> **Given request**
From the line containing "Could you please indicate the horse's hind" down to the last line of the material, return those lines verbatim and only those.

====

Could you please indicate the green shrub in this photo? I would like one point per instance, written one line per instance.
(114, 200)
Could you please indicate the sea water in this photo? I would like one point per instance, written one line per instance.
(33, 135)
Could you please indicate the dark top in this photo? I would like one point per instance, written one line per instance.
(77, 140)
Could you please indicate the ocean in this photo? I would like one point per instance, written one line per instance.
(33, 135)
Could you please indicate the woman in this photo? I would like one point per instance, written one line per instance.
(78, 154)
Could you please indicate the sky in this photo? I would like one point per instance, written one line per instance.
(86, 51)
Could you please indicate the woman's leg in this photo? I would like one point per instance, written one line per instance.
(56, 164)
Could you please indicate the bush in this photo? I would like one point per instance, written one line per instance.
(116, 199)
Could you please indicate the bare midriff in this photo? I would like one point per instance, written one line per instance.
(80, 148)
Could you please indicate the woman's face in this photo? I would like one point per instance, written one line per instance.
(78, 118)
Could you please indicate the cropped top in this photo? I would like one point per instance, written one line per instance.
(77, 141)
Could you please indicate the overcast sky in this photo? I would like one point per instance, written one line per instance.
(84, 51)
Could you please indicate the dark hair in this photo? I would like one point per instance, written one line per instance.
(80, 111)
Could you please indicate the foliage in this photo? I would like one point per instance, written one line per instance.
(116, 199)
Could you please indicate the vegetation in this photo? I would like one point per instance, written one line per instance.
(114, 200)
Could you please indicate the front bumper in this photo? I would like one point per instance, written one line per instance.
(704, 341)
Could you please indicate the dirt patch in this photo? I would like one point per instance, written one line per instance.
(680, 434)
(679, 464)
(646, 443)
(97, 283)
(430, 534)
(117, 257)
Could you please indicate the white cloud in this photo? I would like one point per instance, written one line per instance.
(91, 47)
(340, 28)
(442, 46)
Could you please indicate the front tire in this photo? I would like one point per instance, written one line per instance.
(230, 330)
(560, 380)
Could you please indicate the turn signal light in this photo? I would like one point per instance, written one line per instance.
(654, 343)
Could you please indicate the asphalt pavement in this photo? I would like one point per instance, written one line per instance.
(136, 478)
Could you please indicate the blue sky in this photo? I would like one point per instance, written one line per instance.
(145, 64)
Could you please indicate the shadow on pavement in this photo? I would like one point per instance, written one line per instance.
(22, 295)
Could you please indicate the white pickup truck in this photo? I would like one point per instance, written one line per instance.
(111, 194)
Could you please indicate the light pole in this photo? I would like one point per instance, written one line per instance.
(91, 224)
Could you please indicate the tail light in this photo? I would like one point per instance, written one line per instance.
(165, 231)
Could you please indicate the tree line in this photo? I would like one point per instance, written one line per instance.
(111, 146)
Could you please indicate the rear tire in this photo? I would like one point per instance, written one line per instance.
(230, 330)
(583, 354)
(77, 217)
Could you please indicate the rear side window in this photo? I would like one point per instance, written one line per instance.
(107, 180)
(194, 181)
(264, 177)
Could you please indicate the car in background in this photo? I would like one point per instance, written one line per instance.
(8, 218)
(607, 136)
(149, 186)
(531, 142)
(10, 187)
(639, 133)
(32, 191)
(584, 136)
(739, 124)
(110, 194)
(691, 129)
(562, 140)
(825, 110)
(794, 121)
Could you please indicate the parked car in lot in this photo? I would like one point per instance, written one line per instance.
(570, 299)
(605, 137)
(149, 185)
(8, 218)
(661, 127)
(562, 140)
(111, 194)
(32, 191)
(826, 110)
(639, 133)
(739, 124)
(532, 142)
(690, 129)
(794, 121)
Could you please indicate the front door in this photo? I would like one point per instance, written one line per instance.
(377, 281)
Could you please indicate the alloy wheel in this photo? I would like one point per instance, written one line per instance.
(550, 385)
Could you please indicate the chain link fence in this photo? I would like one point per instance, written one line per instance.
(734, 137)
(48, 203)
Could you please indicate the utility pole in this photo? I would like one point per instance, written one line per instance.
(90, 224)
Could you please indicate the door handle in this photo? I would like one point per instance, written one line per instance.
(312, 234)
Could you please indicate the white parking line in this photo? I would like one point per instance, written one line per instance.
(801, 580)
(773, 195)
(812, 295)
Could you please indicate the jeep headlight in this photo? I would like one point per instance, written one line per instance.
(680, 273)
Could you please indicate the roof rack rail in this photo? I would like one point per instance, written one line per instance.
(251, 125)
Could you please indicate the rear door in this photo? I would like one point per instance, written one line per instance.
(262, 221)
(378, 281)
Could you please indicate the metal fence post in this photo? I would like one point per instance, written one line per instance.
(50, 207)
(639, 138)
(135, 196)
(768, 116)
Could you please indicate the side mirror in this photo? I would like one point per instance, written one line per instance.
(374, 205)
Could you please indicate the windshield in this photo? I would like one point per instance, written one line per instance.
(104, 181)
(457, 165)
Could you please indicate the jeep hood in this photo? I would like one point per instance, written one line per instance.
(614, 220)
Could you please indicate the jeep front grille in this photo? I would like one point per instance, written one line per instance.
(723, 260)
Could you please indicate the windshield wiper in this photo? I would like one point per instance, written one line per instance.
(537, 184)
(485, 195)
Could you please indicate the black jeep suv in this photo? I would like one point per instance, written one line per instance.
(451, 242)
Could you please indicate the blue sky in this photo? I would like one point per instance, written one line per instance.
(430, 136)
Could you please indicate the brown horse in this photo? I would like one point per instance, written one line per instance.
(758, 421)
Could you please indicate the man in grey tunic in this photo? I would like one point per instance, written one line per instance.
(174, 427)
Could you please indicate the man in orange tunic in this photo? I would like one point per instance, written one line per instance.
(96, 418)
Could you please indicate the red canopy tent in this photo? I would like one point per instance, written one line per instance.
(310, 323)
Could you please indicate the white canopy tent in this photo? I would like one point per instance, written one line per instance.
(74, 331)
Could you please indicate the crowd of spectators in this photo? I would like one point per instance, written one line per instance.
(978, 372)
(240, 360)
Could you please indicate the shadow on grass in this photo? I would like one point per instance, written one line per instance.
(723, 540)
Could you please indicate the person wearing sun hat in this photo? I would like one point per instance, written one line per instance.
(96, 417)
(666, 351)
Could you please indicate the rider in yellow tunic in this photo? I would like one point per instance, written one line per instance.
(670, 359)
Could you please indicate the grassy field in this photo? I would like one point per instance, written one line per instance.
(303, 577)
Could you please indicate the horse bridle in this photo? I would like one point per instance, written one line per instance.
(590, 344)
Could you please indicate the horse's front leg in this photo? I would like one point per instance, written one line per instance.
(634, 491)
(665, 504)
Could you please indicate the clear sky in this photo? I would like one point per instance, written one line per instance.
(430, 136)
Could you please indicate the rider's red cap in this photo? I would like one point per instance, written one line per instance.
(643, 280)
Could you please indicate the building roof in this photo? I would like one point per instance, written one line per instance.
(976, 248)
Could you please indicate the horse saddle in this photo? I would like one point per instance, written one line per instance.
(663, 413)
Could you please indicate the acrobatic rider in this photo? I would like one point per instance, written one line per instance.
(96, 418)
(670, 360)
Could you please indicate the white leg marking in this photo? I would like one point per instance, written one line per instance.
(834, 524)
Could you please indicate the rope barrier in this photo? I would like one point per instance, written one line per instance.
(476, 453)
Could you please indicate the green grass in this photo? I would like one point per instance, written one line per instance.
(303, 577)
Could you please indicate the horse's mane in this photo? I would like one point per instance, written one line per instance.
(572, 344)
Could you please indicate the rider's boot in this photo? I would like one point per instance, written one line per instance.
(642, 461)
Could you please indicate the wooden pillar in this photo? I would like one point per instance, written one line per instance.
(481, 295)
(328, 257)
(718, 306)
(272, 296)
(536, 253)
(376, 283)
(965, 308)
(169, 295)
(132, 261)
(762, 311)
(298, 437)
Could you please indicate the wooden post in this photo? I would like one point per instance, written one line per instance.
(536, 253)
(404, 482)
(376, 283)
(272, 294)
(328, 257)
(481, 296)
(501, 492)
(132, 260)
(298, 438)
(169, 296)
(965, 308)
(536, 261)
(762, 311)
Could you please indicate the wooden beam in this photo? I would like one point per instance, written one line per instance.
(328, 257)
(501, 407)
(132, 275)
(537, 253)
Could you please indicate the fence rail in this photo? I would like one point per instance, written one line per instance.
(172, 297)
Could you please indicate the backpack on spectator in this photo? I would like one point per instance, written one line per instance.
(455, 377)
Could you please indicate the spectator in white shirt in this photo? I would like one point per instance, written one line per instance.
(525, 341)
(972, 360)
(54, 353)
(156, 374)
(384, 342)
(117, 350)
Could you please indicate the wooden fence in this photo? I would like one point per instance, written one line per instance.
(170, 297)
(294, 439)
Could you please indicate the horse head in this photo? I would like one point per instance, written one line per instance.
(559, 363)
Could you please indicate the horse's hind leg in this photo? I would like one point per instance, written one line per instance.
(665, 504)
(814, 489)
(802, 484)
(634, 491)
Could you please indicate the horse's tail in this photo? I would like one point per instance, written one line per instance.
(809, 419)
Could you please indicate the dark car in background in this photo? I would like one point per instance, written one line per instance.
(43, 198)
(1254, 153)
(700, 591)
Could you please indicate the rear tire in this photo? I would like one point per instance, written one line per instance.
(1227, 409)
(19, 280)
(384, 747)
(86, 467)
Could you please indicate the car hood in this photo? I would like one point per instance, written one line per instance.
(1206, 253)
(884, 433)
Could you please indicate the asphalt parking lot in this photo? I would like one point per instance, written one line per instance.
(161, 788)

====

> **Result**
Could you please indicate the horse's hind leg in this photo? I would like one point per instance, written one line per instance.
(665, 504)
(814, 489)
(802, 484)
(634, 491)
Could you please indicate the horse's tail in this photo? I would like one point per instance, written one line per instance.
(809, 419)
Could you please indicate the dark car in background in this photo? I would like one point per instance, written one line per instance.
(43, 198)
(1254, 153)
(700, 591)
Could you please indicate the rear tire in this photo? I would like one point per instance, written one line per instance.
(1227, 409)
(19, 280)
(384, 747)
(86, 467)
Could you please indicate the car hood in this photo? I would like one point per instance, written one line per instance.
(1206, 253)
(884, 433)
Could you please indicate the asphalt parking lot in this photo? I would like one point per instance, written one line per instance.
(161, 788)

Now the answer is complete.